### Directions
Your task is to repeat the listing exactly.

[Stored records]
--*--

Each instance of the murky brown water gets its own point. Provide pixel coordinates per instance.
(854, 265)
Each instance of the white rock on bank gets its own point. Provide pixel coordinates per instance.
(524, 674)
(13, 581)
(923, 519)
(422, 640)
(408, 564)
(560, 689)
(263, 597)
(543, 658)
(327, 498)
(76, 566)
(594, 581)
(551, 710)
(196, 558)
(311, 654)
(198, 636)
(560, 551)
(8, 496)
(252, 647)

--*--

### Result
Each instance of the murky brown water gets its own point. Provide pixel coordinates per instance.
(854, 265)
Each instance of the white rock on bank gets its own point. Provide pixel coordinates per instance.
(524, 674)
(13, 581)
(923, 519)
(422, 640)
(408, 564)
(560, 689)
(263, 597)
(543, 658)
(327, 498)
(76, 566)
(594, 581)
(551, 710)
(196, 558)
(311, 654)
(198, 636)
(560, 551)
(8, 496)
(252, 647)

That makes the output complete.